◆ **Directions for this task**
In the rows below, how many lines contain the string "capped", matching case exactly? Give only the number.

◆ **Information shown**

——

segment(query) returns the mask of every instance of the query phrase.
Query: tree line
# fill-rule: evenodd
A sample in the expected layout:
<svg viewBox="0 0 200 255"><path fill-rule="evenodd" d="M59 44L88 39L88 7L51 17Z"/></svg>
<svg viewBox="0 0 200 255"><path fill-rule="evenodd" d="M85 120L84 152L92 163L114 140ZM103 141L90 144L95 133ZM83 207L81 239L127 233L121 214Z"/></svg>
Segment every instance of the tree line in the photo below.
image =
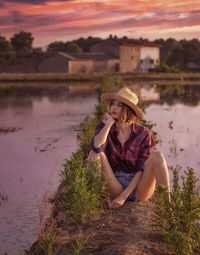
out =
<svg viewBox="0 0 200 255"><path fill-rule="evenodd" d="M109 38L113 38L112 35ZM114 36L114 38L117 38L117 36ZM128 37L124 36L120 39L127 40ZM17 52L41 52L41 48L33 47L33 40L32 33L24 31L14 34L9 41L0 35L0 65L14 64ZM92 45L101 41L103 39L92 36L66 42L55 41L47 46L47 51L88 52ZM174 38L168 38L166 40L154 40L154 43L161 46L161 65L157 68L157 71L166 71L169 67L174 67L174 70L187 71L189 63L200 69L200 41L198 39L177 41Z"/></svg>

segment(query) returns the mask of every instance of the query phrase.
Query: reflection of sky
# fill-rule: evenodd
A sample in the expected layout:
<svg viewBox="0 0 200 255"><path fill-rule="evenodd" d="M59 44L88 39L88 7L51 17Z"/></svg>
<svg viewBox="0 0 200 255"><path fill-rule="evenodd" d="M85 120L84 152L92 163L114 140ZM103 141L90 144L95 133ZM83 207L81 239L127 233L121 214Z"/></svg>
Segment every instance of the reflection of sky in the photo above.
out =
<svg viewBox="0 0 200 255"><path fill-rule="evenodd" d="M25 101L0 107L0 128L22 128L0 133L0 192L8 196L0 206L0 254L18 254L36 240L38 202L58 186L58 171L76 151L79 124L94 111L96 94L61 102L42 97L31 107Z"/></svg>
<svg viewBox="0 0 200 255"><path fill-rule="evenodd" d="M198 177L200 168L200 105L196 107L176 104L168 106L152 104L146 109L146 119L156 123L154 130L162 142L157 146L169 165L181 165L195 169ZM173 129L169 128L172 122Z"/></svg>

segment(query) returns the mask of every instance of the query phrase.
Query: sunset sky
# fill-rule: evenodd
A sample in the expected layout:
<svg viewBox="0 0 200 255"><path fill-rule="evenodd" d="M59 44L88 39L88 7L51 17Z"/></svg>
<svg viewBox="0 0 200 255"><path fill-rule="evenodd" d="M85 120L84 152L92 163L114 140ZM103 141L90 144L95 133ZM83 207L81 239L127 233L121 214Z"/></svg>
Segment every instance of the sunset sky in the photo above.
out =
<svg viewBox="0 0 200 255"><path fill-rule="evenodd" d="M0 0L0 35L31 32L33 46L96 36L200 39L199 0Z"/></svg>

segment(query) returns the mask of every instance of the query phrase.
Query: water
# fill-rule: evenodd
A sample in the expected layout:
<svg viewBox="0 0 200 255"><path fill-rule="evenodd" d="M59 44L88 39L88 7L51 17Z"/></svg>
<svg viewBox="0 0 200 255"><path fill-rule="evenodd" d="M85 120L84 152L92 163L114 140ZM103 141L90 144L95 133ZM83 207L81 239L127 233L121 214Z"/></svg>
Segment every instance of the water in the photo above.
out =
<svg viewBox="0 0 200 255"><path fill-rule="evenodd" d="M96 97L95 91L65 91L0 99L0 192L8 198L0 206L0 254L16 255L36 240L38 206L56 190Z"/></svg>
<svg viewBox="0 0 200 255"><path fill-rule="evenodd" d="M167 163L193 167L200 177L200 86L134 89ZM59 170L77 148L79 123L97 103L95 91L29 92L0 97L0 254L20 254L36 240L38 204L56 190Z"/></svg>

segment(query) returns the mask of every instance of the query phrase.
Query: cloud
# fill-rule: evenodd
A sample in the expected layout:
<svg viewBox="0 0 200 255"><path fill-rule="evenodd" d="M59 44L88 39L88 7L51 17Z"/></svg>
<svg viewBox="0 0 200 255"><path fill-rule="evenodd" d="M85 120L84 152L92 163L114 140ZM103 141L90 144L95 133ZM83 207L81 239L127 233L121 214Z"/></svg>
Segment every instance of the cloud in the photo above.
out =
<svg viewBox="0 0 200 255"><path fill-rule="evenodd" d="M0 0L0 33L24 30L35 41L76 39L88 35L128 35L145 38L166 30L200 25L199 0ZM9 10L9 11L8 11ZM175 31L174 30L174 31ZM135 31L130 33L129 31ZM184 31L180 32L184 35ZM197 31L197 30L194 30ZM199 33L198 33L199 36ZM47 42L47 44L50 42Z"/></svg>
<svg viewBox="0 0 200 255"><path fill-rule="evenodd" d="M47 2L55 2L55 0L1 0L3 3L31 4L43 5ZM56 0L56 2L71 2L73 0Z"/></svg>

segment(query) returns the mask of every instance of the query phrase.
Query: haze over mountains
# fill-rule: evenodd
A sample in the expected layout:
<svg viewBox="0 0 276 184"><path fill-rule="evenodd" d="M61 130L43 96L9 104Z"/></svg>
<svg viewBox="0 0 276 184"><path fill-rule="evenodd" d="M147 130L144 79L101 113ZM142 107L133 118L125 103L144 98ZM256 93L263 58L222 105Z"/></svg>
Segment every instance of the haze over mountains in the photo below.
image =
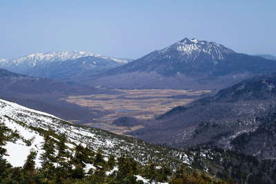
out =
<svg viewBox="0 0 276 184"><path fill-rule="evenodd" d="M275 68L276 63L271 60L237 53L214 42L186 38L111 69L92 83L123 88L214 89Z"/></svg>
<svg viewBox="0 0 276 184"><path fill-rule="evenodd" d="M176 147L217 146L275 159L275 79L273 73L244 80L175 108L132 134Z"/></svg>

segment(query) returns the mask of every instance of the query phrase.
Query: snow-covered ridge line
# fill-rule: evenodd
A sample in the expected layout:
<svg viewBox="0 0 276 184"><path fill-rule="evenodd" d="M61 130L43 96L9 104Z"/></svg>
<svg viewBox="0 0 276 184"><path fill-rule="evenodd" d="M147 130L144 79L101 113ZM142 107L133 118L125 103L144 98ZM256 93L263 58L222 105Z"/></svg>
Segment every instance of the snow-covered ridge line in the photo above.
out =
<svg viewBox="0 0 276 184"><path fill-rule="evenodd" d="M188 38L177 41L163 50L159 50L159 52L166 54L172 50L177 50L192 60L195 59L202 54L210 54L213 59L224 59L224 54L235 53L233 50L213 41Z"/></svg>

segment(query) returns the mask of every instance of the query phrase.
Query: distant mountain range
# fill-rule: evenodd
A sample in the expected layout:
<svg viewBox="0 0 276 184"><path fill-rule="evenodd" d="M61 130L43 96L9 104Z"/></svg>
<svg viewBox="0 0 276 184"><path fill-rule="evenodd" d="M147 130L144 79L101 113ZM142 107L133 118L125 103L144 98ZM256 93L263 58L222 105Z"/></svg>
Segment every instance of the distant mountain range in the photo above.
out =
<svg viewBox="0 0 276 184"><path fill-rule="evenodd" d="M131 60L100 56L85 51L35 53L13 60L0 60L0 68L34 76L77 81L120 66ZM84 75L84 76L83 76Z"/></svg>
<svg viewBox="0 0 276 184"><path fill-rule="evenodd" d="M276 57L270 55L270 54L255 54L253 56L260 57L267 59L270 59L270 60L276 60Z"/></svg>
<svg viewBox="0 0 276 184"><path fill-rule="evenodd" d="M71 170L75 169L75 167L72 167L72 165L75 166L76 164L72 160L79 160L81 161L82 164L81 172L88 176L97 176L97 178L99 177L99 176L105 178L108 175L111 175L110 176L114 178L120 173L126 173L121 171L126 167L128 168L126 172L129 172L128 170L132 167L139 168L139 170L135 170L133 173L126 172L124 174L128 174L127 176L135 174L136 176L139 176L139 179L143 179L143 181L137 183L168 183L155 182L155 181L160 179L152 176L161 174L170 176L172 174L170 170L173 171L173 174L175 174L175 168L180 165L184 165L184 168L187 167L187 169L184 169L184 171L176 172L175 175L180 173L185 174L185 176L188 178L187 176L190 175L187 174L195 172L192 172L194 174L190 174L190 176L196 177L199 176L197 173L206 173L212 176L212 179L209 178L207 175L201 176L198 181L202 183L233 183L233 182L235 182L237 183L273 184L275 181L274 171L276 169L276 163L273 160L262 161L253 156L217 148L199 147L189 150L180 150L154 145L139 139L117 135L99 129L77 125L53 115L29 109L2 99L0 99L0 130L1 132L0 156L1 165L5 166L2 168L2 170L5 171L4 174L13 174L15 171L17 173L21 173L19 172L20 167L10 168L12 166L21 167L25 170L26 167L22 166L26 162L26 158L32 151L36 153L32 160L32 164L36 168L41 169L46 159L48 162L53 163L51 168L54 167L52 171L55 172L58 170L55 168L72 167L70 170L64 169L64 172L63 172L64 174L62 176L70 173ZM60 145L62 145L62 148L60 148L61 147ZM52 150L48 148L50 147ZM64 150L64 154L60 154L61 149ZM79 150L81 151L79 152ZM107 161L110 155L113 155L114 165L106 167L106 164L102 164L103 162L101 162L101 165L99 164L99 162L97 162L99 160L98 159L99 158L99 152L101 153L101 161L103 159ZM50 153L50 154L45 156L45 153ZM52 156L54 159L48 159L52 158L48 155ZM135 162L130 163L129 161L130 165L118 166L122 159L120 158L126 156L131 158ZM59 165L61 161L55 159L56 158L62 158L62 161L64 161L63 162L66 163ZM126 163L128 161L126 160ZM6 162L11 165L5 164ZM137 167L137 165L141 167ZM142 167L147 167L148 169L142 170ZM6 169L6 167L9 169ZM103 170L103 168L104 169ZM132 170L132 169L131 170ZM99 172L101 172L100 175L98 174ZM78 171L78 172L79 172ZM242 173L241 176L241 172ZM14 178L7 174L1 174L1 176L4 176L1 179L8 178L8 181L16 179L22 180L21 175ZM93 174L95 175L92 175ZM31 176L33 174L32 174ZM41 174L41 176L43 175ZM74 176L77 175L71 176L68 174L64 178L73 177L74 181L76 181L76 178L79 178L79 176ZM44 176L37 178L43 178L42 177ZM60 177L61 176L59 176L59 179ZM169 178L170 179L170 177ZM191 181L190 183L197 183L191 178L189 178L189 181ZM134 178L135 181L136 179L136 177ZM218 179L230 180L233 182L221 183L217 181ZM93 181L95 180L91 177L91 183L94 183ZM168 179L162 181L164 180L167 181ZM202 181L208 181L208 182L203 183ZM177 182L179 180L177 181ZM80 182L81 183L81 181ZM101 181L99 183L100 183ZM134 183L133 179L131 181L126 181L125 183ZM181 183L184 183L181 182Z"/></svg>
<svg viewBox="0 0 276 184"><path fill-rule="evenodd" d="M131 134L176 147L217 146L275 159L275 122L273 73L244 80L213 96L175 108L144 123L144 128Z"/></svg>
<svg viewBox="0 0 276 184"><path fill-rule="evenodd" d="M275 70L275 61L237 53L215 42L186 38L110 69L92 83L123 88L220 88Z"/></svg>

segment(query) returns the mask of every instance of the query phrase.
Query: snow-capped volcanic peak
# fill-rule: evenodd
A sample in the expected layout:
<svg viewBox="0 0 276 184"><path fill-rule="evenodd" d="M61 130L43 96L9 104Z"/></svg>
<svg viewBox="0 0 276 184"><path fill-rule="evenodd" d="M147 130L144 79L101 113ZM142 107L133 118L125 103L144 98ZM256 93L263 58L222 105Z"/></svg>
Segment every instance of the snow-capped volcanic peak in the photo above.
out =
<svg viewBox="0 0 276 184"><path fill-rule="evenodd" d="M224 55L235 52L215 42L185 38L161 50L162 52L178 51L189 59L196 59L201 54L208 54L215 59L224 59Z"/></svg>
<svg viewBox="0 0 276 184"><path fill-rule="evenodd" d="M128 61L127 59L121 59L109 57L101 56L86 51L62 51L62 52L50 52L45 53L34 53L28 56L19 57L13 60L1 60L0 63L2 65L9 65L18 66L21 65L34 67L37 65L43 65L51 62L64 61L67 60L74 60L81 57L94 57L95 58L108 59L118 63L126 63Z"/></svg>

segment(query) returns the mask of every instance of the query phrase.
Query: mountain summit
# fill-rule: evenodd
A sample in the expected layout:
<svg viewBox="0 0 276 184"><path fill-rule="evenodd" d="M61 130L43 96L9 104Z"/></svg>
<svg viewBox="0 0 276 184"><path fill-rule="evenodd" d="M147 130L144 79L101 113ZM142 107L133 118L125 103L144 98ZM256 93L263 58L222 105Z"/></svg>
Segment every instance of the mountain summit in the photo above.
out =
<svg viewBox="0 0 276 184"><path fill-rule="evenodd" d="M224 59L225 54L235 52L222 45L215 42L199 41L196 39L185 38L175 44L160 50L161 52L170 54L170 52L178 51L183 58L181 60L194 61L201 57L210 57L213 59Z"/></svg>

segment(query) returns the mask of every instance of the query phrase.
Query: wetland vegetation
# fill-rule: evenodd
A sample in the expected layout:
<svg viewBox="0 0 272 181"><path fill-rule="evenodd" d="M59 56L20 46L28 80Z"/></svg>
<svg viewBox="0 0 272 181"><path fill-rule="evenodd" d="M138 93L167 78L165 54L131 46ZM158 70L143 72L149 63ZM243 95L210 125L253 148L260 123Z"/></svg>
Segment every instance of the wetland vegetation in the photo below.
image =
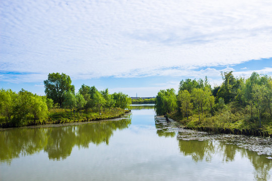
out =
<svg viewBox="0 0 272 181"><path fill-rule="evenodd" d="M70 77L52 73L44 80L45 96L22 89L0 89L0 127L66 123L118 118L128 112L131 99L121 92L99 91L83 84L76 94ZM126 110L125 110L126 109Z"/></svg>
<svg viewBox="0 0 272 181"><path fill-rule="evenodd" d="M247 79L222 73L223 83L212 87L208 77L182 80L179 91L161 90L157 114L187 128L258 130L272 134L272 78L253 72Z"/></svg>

——

◆ **Solution**
2